** Start Provided data **
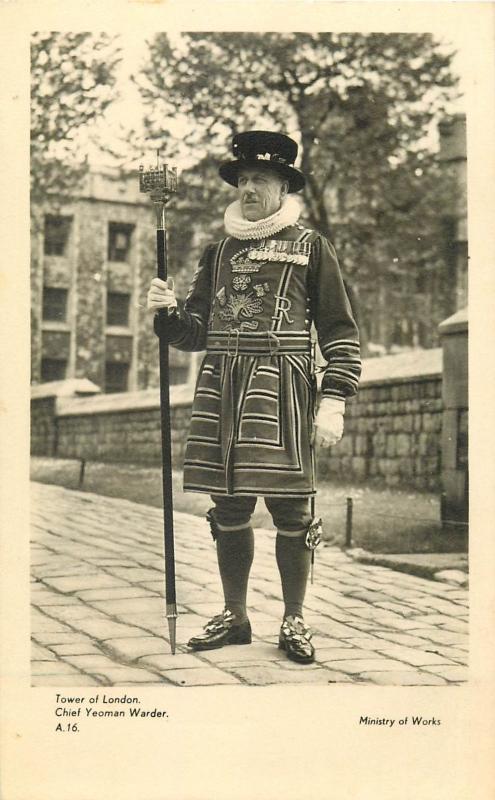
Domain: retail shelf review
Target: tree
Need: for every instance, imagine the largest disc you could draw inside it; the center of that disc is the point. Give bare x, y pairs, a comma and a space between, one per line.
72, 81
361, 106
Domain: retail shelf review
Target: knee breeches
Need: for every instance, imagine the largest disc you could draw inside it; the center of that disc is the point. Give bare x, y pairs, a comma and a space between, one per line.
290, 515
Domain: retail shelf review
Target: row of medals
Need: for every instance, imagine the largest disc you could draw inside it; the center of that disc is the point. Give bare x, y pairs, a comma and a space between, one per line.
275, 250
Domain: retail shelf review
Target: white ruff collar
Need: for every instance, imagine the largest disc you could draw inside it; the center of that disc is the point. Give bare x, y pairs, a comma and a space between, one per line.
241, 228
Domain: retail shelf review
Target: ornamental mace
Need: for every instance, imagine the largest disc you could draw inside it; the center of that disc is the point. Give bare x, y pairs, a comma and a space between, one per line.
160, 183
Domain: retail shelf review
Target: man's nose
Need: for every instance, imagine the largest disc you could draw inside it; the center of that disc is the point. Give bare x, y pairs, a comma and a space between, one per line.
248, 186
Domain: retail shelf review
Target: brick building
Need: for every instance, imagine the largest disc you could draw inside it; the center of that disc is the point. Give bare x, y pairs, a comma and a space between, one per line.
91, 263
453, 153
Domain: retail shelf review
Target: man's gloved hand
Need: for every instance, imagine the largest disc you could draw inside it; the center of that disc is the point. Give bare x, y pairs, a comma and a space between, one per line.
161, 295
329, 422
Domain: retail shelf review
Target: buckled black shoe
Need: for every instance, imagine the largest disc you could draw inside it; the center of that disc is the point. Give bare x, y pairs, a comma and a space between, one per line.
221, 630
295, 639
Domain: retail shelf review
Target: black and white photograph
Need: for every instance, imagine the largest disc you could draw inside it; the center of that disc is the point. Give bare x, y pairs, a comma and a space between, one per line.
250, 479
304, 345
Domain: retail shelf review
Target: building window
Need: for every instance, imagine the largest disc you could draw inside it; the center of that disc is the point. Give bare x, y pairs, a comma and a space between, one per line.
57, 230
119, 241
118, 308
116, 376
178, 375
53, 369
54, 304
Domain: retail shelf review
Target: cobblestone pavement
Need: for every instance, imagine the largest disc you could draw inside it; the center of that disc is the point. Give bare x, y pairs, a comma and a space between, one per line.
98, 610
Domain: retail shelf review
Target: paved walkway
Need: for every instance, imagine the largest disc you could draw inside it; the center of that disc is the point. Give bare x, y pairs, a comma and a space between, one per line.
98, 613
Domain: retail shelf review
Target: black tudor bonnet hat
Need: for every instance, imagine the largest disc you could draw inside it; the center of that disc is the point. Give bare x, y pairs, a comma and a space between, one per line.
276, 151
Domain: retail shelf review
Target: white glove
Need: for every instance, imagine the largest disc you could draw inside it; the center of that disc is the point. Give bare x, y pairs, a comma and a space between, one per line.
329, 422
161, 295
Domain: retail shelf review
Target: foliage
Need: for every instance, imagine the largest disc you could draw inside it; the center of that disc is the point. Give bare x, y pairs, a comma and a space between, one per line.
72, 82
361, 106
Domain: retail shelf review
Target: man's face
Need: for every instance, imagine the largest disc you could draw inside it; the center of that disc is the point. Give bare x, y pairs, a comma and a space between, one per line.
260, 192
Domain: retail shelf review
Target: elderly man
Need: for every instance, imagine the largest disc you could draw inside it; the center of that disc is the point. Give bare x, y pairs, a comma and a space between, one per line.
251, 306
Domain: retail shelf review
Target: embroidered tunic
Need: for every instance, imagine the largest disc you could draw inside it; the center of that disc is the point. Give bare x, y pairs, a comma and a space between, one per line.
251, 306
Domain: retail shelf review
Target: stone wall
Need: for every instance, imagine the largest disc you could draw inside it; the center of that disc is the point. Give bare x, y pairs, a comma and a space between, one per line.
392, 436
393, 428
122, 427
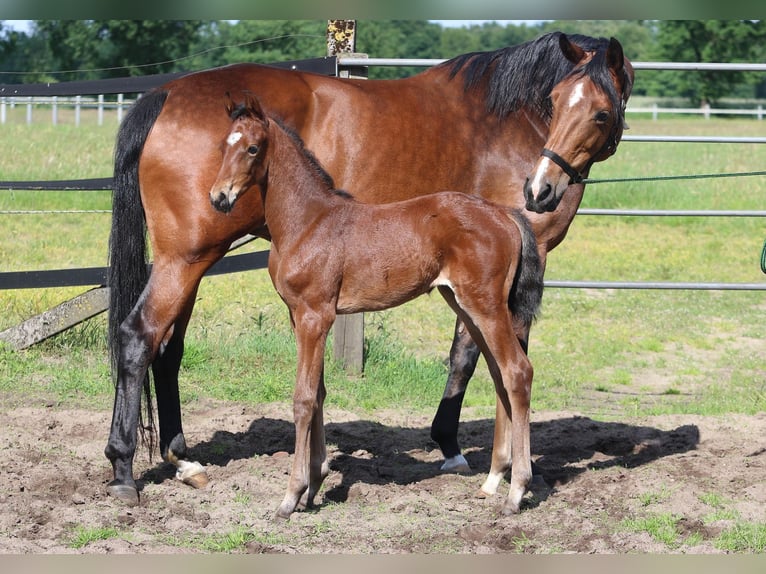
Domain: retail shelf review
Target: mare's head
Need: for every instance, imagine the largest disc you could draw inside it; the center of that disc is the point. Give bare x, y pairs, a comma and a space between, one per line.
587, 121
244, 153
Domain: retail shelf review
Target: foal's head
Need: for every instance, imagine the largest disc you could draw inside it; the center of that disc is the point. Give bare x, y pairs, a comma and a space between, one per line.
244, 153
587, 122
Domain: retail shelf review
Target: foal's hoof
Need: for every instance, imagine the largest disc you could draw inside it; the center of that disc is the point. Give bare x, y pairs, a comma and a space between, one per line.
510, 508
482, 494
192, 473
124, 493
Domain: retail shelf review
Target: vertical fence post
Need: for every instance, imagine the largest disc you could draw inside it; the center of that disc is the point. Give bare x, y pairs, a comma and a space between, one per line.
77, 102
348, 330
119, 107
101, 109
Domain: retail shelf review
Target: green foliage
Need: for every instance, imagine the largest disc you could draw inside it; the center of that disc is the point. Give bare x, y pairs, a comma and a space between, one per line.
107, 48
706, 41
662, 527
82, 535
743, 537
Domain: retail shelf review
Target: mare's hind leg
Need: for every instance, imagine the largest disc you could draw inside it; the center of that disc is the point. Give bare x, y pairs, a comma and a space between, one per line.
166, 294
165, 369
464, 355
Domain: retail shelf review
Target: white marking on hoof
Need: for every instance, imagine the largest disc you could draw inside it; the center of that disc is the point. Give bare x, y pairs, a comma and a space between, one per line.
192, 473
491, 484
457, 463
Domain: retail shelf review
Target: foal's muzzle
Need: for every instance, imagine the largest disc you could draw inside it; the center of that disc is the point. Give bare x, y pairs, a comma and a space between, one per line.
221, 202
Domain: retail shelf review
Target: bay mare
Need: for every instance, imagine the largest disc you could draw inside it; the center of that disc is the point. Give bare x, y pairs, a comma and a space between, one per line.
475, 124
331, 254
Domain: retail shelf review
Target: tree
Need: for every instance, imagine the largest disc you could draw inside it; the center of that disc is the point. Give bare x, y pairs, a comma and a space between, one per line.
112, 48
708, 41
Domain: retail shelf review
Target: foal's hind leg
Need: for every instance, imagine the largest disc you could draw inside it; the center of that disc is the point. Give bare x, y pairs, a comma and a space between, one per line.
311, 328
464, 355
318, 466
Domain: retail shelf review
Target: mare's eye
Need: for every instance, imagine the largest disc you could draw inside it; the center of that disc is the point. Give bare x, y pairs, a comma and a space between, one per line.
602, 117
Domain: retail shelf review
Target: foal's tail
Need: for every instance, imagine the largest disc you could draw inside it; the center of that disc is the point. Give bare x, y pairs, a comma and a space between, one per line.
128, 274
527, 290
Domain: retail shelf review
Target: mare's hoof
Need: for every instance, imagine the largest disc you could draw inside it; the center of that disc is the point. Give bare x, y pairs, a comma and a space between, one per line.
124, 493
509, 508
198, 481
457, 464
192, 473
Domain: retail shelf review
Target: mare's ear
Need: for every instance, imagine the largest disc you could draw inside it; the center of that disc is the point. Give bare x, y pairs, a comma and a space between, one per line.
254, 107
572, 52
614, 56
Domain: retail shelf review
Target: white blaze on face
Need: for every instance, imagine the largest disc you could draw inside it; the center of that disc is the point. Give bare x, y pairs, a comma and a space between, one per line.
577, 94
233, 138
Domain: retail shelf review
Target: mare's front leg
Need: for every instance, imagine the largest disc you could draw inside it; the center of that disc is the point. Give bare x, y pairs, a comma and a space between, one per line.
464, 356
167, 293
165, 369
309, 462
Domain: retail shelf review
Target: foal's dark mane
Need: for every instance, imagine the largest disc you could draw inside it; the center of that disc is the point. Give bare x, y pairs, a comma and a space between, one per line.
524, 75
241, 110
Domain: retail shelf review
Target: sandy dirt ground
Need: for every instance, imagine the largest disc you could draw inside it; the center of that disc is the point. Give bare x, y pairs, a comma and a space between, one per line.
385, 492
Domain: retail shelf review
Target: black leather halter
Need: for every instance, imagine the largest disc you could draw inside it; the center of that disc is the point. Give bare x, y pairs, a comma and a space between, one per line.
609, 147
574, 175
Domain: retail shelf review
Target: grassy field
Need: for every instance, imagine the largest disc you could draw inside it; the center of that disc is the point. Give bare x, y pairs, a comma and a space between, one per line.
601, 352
** End Provided data **
Display each line of the data above that contains the string "hoof", copied in full. Case counts, so match uppercase and lowercase letters exactly.

# Response for this exercise:
Target: foal's hoof
Target: white marking on hoof
Target: mare's hoof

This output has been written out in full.